Your instructions | Restate all the lines below word for word, but omit the pictures.

Given data |
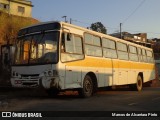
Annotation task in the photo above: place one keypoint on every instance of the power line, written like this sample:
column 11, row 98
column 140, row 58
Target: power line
column 142, row 2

Task response |
Annotation task in the photo above: place one keypoint on every instance of the power line, written like this sample:
column 11, row 98
column 140, row 58
Target: power line
column 142, row 2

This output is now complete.